> What needs to be done:
From the entries below, report how many lines contain the string "windshield". Give only that number.

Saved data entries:
----------
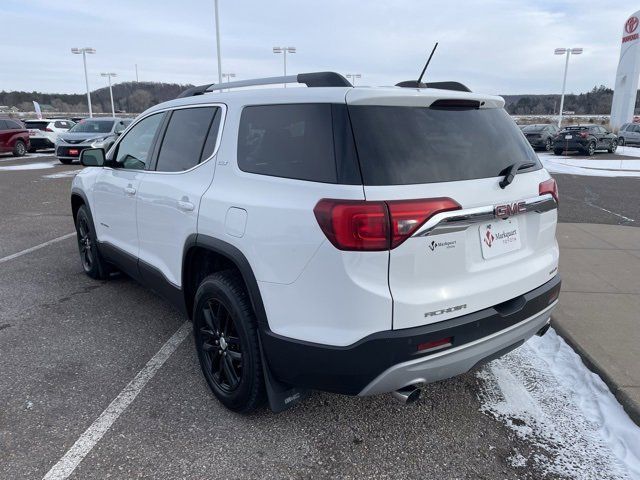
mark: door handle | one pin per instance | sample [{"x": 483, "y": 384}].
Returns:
[{"x": 186, "y": 206}]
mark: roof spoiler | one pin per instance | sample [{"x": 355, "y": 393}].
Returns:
[{"x": 457, "y": 86}]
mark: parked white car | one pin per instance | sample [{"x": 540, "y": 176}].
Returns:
[
  {"x": 43, "y": 133},
  {"x": 352, "y": 240}
]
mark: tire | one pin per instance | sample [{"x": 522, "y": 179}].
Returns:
[
  {"x": 233, "y": 366},
  {"x": 19, "y": 149},
  {"x": 92, "y": 262},
  {"x": 590, "y": 150}
]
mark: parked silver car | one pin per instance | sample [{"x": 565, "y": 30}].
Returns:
[{"x": 89, "y": 133}]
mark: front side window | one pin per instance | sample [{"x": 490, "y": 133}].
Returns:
[
  {"x": 184, "y": 140},
  {"x": 135, "y": 148},
  {"x": 93, "y": 126}
]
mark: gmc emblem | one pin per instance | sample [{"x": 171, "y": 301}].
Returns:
[{"x": 510, "y": 209}]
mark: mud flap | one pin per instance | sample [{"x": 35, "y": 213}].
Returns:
[{"x": 279, "y": 395}]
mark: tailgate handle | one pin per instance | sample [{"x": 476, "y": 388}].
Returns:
[{"x": 510, "y": 306}]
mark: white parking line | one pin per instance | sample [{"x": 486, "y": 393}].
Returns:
[
  {"x": 37, "y": 247},
  {"x": 92, "y": 435}
]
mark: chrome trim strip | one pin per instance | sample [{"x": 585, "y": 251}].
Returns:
[{"x": 459, "y": 220}]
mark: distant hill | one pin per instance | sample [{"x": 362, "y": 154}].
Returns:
[
  {"x": 132, "y": 97},
  {"x": 595, "y": 102}
]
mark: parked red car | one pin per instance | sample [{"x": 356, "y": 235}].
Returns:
[{"x": 14, "y": 137}]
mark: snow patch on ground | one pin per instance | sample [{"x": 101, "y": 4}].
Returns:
[
  {"x": 28, "y": 156},
  {"x": 592, "y": 167},
  {"x": 29, "y": 166},
  {"x": 545, "y": 394}
]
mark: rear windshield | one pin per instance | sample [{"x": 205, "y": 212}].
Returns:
[
  {"x": 92, "y": 126},
  {"x": 533, "y": 128},
  {"x": 410, "y": 145},
  {"x": 36, "y": 125}
]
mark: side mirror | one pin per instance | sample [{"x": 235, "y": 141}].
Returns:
[{"x": 92, "y": 157}]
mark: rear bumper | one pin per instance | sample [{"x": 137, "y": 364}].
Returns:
[
  {"x": 456, "y": 361},
  {"x": 388, "y": 360}
]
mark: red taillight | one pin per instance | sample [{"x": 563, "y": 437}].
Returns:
[
  {"x": 375, "y": 226},
  {"x": 549, "y": 186},
  {"x": 409, "y": 215}
]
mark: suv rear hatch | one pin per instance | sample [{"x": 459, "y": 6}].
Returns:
[{"x": 448, "y": 145}]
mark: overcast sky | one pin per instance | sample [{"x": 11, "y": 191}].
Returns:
[{"x": 493, "y": 46}]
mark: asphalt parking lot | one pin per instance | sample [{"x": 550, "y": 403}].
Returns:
[{"x": 69, "y": 345}]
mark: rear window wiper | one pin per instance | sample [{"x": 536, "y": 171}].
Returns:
[{"x": 512, "y": 171}]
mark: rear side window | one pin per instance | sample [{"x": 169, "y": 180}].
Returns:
[
  {"x": 400, "y": 145},
  {"x": 184, "y": 138},
  {"x": 299, "y": 141}
]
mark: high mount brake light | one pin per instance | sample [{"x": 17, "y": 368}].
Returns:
[
  {"x": 375, "y": 226},
  {"x": 549, "y": 186}
]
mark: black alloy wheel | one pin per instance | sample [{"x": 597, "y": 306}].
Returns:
[
  {"x": 219, "y": 342},
  {"x": 92, "y": 262},
  {"x": 226, "y": 337}
]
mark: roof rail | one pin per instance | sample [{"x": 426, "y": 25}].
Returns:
[
  {"x": 315, "y": 79},
  {"x": 457, "y": 86}
]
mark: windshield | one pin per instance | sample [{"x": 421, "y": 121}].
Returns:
[
  {"x": 409, "y": 145},
  {"x": 92, "y": 126}
]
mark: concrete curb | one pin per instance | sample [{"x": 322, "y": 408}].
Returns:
[{"x": 628, "y": 404}]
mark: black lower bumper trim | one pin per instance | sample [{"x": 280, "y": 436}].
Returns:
[{"x": 349, "y": 369}]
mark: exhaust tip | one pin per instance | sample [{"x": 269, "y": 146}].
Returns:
[{"x": 408, "y": 394}]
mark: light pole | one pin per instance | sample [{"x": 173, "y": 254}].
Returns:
[
  {"x": 567, "y": 52},
  {"x": 284, "y": 50},
  {"x": 353, "y": 77},
  {"x": 84, "y": 52},
  {"x": 109, "y": 75},
  {"x": 228, "y": 76},
  {"x": 218, "y": 42}
]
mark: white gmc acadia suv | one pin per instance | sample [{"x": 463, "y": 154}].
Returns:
[{"x": 351, "y": 240}]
----------
> Response to this exercise:
2